◆ HOW TO COMPLETE THIS TASK:
Your task is to repeat all of the data exactly while excluding the pictures.

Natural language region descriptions

'''

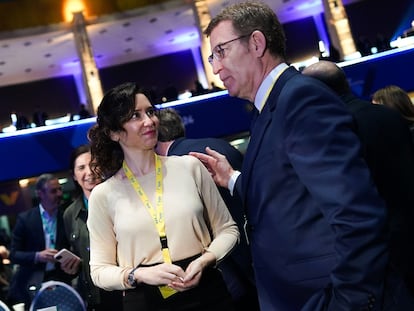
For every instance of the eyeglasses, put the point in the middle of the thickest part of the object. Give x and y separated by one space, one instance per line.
218 51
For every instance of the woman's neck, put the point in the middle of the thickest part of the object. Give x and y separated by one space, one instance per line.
141 163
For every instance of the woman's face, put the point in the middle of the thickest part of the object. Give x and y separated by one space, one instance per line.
83 175
141 130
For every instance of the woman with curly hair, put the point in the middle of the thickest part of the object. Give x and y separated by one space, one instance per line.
158 225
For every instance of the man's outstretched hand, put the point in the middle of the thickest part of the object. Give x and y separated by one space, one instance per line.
217 165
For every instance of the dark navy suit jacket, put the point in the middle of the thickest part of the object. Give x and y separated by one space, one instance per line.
389 152
237 268
27 239
318 226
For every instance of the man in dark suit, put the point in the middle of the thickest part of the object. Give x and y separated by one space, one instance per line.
389 152
237 268
317 226
37 236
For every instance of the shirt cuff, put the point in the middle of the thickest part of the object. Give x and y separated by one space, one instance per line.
232 181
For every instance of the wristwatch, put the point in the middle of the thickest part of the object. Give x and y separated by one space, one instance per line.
131 278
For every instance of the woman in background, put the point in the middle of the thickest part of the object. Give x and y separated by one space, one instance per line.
396 98
158 225
75 217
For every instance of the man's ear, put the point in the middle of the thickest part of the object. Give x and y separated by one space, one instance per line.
258 42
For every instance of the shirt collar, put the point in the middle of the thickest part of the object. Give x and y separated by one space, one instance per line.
267 85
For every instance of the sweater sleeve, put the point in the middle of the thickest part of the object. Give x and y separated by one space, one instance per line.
224 231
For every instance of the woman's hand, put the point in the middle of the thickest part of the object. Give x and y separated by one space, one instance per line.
162 274
194 272
70 265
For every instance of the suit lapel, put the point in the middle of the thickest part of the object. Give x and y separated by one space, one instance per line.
259 127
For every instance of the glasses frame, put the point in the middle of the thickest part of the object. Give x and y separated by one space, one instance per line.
218 52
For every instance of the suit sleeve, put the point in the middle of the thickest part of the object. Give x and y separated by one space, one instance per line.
325 154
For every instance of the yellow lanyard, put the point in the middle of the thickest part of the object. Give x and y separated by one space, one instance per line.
157 213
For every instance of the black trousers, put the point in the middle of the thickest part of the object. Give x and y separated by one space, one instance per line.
210 294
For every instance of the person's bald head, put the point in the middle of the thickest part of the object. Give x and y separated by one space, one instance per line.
330 74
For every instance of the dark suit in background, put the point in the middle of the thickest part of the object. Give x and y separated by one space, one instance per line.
237 268
389 152
27 239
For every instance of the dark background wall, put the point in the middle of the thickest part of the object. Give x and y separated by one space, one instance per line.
58 96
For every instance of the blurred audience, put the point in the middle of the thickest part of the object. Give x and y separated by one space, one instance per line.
398 99
389 153
237 267
37 236
75 217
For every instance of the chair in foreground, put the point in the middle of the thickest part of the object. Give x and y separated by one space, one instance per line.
57 294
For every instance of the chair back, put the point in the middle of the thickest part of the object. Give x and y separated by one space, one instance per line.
57 294
3 306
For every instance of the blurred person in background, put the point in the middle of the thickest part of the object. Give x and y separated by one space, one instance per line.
75 217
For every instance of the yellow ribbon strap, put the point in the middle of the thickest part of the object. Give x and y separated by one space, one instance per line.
157 213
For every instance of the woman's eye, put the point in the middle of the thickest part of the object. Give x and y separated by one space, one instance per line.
135 115
150 112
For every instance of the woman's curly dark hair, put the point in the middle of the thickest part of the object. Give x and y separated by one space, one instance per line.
116 108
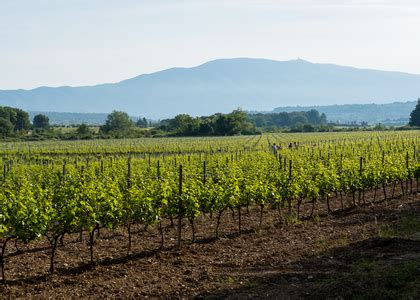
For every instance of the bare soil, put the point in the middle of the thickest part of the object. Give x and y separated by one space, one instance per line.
315 257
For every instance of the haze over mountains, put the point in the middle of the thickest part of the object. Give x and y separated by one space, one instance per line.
223 85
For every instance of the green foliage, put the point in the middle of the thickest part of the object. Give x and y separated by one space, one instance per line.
12 119
41 121
415 116
117 122
83 129
218 124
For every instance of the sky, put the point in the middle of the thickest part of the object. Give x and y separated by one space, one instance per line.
87 42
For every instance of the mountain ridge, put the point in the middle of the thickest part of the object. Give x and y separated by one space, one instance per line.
223 85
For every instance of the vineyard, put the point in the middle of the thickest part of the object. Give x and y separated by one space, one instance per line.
51 190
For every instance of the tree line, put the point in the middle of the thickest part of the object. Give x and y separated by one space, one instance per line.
15 120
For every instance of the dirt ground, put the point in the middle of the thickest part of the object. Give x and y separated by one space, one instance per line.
363 252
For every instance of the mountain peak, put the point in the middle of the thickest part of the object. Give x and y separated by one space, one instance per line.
223 85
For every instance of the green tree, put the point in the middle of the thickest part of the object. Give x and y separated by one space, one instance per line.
83 129
41 121
415 115
118 122
6 127
142 123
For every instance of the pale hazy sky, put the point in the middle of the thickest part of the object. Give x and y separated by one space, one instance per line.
84 42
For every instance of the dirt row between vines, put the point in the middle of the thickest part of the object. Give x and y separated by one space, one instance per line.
279 260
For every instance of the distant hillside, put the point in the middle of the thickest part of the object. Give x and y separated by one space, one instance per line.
396 113
66 118
223 85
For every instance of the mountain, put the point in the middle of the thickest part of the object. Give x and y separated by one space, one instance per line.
396 113
223 85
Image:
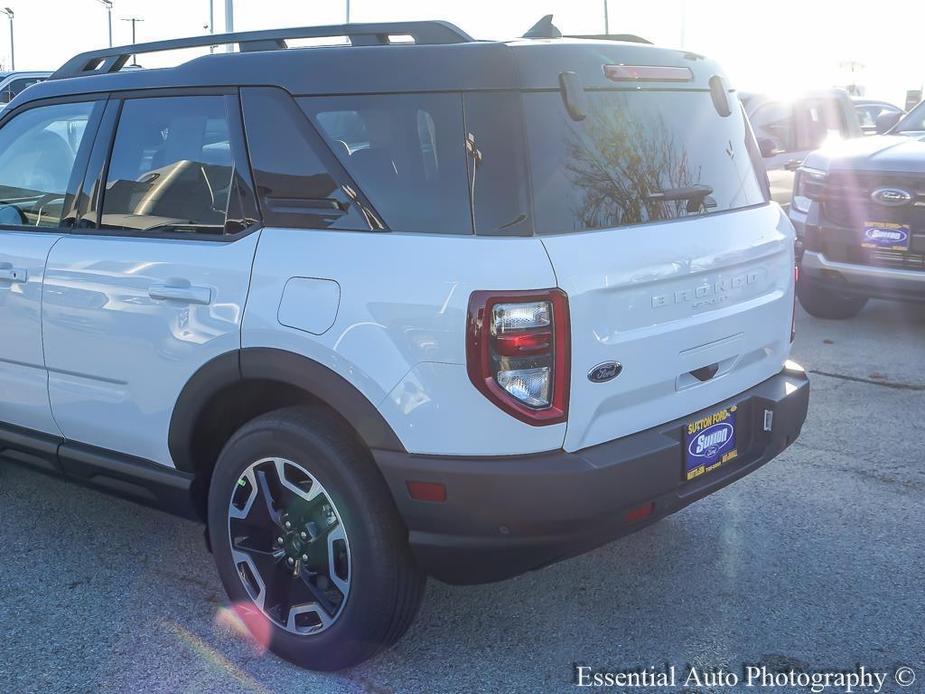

'''

◆ ANSWER SECTION:
For every instance of the eyeglasses, put the point in the middle of the thickest part of the object. Give x and y separated by one space, one instance per line.
218 51
For every instance of the woman's neck, put the point in the middle of the thickest part of the object. Give x and y separated by one space, one instance per line.
141 163
For every instance of the woman's face, put the point in the middle of the thickest part of the object. Give x and y separated by one space, one instance per line.
83 175
141 130
For every instance of the woman with curly hair, put the point in the middle of the thickest part of the object. Give x and y separated by one space, one instance per line.
158 225
For every instance of the man's outstretched hand, put the point in the middle of the thickest part of the object. Give x and y separated by one space, one instance per line.
217 165
For every instance of the dark navy suit jacket, put the point in the middle of the thickest part of the object. Give x and y separated by one space, one instance per line.
389 152
237 268
27 239
318 226
For every instance of the man in dark suit, put the point in the middle of the thickest part of the object. Give x and y separated by one space, one instance per line.
389 152
237 268
317 226
37 236
For every instance of the shirt cuff, put the point in the middle of the thickest part of the object. Give x and y separated by one space, one instance per line.
232 181
For every instance of the wristwatch, put the point in the middle of the thickest part of the object. Give x and y separated by one space, one instance per line.
131 278
For every instance of the woman in background, put the point in the middle of the thickest part of the object. Give x and y separated by one space, one instance per line.
396 98
158 225
75 217
For every instance of the man's ear, put the point in the middle of the thickest part of the object. Give x and y separated by one space, one instance per line.
258 42
For every instance of the shirt collar, put the point in the middle of the thickest part of the object. Give x and y separated by one space, one instance per line.
267 85
For every instance of the sweater sleeve, put the point in the middle of the thickest part of the object. Give x and y separated by one space, one instance per line.
224 231
For every instance of the woman's hand, put the point in the middle of the thickest part of the object. Give x and y separated by one space, one instance per line.
162 274
194 272
70 265
For every instance of the suit lapel, put the point in the middle of the thickest part of the object. Give x and y separated by one space, one instance per line.
259 127
For every instance of the glasses frame, put the point in the middle of the thickest part of the object. Give x and y separated by one space, one instance per line.
218 52
For every instance of the suit sleeve, put the point in the middle of the thickest part of the object. Give x and y separated by one space, one instance per line.
325 154
For every instance of the yellow lanyard, put the point in the middle of the thickest part of the object. Give x and y separated by one space, one instance per line.
157 213
For every instance of the black trousers, put the point in the middle of the thickest part of the object. Give x and y separated by one space, one instance per line.
210 294
For every instance of the person's bald head, put the point in the middle of the thickest part of the object. Give x and y separated by one space, one instance per line.
330 74
For every instance of the dark suit in background, put the point in the middle of the thickest part of the object. Give x and y separated by one space, one instance per line.
237 268
389 152
27 239
For every instance of the dark background wall, put the point in the middle of the thickest part of the object. Give x and y separated by one space, one instance per line.
58 96
For every instance of the blurred audience, put the point in the middle of the thickest part of the object. Give x and y separated by one space, one instance per line.
398 99
389 153
237 267
37 236
75 217
For every instance of the chair in foreground, put the point in the middle of the thickest part of the object. Give x and y separated by one space, one instance per line.
57 294
For every instance of the chair back, put the point in the middle of the thickest part of the object. Give x and y separated by one space, one instance per line.
57 294
3 306
For every instance of the blurred person in background, put the point in the middle of the thickest part of the object. Give x and y separated by one space, one instance per line.
75 217
For every instance of the yellow ribbon strap, put the point in the middle of the thickest part of the object. Give x and y separated by one space, one instance per line.
157 213
For every instance of the woman's eye, put the point in the middle of the thickest part of the object. Give x and y separated by one space, one instance per line.
135 115
150 112
For every instance of the woman's curly dark hair, put the point in the middle of the thickest part of the object. Give x and y separated by one space, one instance per line.
116 108
For every instance of the bare soil, put the point in the middle of the thickest part of the object. Give x and y separated by one space, one instance per line.
315 257
For every instance of the haze over mountains, put the point in the middle of the thickest part of the object. Give x and y separated by one space, one instance per line.
223 85
For every instance of the green foliage, put the point in the middle of the thickest part of the object. Give x and y separated by one space, one instance per line.
12 119
41 121
415 116
117 122
83 129
218 124
For every instance of the sky, put the point in the middle of the thickest part of the object. Give x and y separated by one space, one instance per line.
87 42
For every instance of the mountain ridge, put the point in the middle of the thickest part of the object. Give x and y separated by one space, one instance per line.
223 85
For every instance of the vineyard, put the point in the middle of the thickest part of the object. Give x and y separated by one space, one instance per line.
51 190
For every instance of the tree line, put the point in the middle of the thickest part of the object. Give x and y separated by one space, one instance per line.
15 120
For every instance of the dirt ground, put the point in the middle of the thickest part of the object. Give x and y separated by one space, one instance per line.
363 252
For every instance of the mountain peak, put the point in the middle of the thickest part of the object. Give x and y separated by one space, one instance per line.
223 85
For every instance of the green tree, put the point in the middle of the thickest part of the object. Give x and y separated by one space, one instance per line.
83 129
41 121
415 115
118 122
6 127
142 123
For every instance of the pale hazy sky, put the point in the middle of the thickest part of the object. Give x and y separated by one space, one instance per line.
84 42
For every instance of the dirt row between vines, put the point in the middle of the thickest part of the object. Give x and y separated by one space, one instance per line.
279 260
For every instance of the distant hillside, put the point in the middle of the thickest part of the object. Give x and y separated by one space, one instance per line.
396 113
66 118
223 85
For every instance of the mountain, put the point in the middle of the thickest part of the object. Give x and y separated by one space, one instance per line.
396 113
223 85
Image:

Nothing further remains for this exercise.